TEXT SHOWN:
BEGIN

DOVER — Data suggests a slow recovery for Delaware, much like the nation, from the fiscal impacts of the COVID-19 pandemic and the decrease in jobs last year.
The Delaware Department of Labor’s monthly review for July reports that the state’s seasonally adjusted unemployment rate was 5.6%, compared to 5.8% in June.
The state’s unemployment rate has fluctuated between 5% and 6% since dropping from more than 7% in September 2020. This July’s rate is the lowest it has been since before March 2020.
According to the report, there were 27,200 unemployed Delawareans in July. That number is in sharp contrast to July 2020, when 40,400 people were unemployed. This July, the state had a total civilian labor force of 489,100. Of those able to work, 461,900 were employed.
At the national level, the unemployment rate was 5.4% in July, versus 5.9% in June.
Comparing unemployment rates of July 2020 and July 2021 reveals a cautiously optimistic picture. In July of last year, Delaware’s unemployment rate was a little more than 8%, compared to July 2021’s 5.6%.
State unemployment numbers remain the highest in Kent County, with a rate of 6.8% there. New Castle County saw a 5.6% rate in July, while Sussex’s was 4.3%.
According to the review, the amount of jobs available to Delawareans also is increasing. It reported a net gain of 20,000 nonfarm jobs since July 2020, which constitutes a rise of 4.6%.
The majority of the new positions in Delaware are within the trades/transportation/utilities sector, making up 19%. That is followed by education and health, at 17%, and government, at 15%.
Nationally, jobs have increased by 5.3% between July 2020 and July 2021, according to the review.
The Associated Press reported in August that U.S. employers added 943,000 jobs in July, which exceeded economists’ forecast of more than 860,000 new jobs.

END

AIM OF THE TASK:
Answer these questions from the article on Delaware unemployment:
(a) How many unemployed Delawareans were there in July 2020?
(b) Which county had the highest unemployment rate, and what was that rate?
(c) What national unemployment rate did the article give for July?

EXTRACTED MATERIAL:

BEGIN

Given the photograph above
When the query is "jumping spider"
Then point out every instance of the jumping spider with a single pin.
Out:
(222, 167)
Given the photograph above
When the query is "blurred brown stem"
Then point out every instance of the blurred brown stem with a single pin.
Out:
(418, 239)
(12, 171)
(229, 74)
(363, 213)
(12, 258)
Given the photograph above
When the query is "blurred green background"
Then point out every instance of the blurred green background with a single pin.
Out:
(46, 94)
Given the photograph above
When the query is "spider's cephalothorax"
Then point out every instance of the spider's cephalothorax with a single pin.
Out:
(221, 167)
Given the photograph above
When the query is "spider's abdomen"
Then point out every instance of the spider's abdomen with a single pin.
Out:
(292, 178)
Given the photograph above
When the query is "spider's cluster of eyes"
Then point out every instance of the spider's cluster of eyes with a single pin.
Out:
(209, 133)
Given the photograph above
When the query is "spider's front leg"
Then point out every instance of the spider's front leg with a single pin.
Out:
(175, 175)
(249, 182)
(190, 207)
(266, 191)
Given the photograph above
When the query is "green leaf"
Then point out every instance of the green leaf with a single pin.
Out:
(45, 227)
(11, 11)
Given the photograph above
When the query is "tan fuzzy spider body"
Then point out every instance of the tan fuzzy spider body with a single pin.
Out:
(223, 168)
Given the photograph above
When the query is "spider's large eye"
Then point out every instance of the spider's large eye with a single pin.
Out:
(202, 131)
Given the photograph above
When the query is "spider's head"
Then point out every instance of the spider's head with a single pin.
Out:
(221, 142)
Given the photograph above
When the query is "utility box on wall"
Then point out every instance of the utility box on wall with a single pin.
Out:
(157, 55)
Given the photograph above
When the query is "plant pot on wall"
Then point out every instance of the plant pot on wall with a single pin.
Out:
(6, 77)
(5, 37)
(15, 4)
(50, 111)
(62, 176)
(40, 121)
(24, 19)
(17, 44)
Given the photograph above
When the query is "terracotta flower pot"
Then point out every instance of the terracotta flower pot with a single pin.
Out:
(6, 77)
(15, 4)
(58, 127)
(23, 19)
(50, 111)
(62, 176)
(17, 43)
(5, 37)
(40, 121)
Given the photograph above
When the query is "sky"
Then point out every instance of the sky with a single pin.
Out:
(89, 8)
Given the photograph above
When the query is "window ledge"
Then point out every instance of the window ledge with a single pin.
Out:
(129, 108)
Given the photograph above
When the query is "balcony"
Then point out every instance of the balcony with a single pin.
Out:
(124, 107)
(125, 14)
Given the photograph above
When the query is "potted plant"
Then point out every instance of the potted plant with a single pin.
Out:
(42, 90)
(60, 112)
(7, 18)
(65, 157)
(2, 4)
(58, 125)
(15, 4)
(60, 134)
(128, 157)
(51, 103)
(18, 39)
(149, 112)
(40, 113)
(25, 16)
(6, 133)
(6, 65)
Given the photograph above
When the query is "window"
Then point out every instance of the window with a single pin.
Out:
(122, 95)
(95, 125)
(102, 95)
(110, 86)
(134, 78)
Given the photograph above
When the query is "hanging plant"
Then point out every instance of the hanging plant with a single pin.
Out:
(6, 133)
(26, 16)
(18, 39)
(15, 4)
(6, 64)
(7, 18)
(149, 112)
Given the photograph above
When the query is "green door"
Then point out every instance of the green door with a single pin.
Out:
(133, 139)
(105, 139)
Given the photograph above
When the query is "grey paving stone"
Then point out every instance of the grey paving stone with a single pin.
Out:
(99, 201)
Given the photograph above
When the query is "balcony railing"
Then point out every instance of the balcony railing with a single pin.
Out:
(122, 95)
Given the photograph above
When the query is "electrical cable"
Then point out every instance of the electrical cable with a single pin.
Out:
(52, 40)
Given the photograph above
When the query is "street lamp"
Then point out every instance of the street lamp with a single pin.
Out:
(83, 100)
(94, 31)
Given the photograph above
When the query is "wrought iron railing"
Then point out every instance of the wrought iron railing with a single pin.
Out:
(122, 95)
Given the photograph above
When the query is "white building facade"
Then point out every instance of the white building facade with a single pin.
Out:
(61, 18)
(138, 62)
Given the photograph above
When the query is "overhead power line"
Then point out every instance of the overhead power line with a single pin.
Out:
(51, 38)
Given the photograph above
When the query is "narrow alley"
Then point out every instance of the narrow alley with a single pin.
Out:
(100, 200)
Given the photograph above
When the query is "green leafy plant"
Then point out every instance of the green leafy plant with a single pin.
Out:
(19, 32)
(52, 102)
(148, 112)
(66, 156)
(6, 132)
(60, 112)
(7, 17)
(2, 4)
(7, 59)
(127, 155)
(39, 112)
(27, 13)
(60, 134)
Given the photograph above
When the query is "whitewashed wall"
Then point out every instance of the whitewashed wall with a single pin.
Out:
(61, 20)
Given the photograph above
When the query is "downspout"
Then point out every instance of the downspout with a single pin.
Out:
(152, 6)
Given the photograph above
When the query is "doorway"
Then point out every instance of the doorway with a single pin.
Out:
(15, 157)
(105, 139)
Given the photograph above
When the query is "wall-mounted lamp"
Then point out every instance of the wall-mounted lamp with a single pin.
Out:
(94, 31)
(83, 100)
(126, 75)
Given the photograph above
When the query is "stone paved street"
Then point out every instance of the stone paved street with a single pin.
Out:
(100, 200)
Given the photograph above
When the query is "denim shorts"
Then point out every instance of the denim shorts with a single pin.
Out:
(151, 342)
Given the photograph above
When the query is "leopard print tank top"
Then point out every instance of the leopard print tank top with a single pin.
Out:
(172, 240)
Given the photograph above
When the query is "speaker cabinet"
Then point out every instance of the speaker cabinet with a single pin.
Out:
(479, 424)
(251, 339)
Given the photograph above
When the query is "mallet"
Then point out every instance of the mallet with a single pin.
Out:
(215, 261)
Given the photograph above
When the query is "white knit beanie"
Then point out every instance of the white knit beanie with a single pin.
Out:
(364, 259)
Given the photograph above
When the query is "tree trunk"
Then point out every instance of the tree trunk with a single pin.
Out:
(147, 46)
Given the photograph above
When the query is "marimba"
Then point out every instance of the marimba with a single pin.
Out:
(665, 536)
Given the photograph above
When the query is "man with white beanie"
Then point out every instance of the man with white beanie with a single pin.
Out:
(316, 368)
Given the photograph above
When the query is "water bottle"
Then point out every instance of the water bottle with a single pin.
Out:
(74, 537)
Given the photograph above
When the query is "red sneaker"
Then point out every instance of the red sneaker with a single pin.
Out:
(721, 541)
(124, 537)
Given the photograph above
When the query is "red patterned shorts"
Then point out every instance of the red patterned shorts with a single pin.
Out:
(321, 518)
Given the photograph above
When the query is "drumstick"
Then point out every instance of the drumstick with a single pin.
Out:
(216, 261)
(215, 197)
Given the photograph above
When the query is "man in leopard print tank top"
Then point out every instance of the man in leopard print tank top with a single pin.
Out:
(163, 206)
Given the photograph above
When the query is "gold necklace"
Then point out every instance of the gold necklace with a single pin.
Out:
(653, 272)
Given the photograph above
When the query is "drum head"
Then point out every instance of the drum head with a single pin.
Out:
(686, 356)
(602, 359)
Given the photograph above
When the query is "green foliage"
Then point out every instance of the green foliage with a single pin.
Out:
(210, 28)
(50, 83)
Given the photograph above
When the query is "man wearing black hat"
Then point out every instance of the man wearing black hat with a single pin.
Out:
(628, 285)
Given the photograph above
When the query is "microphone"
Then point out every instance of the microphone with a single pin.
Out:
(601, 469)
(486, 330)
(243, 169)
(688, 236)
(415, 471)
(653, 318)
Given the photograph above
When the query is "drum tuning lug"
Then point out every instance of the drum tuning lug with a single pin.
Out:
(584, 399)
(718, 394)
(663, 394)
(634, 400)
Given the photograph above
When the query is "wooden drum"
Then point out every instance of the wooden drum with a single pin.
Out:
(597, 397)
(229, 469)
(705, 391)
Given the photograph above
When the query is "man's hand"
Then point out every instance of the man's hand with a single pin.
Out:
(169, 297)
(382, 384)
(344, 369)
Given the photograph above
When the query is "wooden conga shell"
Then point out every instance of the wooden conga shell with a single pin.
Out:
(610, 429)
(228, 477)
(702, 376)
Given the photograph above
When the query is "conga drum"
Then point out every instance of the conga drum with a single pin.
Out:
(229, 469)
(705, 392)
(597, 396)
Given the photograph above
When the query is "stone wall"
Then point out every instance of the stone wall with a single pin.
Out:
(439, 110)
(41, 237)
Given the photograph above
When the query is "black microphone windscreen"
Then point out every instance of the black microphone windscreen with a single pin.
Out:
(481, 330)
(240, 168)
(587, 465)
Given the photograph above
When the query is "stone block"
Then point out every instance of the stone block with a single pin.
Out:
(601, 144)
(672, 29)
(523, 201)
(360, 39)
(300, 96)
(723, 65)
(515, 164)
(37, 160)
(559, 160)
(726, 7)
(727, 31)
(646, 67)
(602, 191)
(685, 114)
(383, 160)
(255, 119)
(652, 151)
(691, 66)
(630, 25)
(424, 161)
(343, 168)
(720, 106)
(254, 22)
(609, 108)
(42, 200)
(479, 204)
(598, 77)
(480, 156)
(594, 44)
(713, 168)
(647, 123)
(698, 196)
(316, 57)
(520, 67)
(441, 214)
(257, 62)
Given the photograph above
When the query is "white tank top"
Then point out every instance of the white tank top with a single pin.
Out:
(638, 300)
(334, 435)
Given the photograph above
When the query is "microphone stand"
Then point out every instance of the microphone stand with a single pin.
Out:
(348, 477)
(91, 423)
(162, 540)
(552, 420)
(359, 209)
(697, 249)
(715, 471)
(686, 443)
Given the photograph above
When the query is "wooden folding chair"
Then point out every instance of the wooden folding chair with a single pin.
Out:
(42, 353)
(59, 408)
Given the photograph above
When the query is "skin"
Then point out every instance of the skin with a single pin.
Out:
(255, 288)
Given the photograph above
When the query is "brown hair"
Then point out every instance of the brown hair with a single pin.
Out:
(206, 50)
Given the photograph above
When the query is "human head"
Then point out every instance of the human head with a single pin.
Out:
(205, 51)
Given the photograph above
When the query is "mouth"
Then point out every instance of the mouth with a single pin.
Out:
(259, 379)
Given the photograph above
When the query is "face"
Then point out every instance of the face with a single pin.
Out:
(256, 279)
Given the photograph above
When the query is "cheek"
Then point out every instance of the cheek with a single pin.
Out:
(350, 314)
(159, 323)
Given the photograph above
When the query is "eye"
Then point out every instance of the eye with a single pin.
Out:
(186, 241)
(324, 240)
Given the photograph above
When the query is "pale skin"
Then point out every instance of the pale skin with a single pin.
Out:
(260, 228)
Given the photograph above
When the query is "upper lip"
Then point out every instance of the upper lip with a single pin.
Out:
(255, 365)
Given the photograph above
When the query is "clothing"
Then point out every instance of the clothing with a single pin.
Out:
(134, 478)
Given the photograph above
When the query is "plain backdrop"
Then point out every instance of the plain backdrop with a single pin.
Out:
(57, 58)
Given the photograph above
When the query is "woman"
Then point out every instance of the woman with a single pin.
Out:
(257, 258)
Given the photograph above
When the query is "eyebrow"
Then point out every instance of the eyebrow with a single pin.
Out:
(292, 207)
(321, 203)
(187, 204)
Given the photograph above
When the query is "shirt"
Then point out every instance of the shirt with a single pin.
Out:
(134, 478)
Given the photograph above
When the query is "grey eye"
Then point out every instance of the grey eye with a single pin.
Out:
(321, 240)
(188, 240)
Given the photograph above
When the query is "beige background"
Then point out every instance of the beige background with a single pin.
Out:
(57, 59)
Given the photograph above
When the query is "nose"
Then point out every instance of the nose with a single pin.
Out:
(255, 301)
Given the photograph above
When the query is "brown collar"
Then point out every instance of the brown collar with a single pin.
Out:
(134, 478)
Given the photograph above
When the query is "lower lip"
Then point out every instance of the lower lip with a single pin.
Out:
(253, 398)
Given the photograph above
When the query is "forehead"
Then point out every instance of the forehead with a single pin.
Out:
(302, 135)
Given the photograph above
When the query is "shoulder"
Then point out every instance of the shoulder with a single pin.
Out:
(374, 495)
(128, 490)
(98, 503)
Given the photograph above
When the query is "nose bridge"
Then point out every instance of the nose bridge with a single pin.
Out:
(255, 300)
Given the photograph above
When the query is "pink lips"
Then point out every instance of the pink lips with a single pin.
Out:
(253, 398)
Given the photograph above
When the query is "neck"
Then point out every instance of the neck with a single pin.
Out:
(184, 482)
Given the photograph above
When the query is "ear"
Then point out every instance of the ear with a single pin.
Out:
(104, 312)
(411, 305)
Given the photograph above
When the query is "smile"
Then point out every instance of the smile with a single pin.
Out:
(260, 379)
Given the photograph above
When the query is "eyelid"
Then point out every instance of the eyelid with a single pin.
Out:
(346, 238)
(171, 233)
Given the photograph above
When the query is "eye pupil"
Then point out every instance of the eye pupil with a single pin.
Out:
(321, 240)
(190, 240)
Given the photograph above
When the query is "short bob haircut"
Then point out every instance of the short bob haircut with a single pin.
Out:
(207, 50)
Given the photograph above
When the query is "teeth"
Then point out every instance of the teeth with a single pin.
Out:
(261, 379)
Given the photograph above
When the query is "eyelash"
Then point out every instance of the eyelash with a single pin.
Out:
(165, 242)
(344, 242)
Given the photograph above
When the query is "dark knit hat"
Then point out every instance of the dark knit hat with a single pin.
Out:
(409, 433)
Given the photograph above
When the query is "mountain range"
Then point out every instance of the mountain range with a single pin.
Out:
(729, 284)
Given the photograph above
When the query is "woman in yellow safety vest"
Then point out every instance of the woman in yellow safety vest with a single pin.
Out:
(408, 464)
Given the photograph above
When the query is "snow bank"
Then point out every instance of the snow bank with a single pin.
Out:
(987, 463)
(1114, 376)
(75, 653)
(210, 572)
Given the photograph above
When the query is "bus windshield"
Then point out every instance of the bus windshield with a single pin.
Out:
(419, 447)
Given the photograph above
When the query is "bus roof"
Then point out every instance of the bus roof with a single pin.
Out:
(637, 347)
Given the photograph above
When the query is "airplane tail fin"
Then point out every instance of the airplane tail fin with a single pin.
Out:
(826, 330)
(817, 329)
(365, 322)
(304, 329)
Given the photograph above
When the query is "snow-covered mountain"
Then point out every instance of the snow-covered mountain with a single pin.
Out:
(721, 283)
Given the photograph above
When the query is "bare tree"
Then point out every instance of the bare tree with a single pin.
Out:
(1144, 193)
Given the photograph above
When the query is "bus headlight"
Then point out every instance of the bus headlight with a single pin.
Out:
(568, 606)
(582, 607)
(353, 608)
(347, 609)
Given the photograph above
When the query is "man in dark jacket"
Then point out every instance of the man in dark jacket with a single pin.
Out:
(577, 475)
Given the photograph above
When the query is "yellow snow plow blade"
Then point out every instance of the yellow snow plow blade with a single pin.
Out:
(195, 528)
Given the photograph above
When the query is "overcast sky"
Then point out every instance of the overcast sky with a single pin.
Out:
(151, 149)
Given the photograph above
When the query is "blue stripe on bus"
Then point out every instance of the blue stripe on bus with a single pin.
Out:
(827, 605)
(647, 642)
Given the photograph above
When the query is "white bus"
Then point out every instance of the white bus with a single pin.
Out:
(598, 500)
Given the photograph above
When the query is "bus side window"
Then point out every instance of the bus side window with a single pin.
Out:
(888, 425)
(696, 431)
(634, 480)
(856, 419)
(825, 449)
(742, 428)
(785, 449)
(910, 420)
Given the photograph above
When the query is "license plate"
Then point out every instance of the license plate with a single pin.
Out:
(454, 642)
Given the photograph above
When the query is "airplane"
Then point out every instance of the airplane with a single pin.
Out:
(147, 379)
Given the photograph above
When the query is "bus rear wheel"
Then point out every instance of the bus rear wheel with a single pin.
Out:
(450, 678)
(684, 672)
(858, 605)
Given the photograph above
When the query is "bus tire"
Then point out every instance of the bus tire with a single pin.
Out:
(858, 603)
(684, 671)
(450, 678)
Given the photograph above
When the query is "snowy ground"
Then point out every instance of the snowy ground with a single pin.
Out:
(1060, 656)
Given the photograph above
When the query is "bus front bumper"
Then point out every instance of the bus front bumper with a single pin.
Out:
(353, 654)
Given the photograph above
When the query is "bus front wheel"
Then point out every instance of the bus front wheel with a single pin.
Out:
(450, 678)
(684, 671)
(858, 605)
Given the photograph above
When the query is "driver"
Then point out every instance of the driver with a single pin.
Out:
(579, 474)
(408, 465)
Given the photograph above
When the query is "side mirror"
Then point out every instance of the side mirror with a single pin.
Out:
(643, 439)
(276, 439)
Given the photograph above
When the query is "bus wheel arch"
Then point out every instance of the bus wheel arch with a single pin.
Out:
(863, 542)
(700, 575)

END

TASK OUTPUT:
(a) 40,400
(b) Kent County, at 6.8%
(c) 5.4%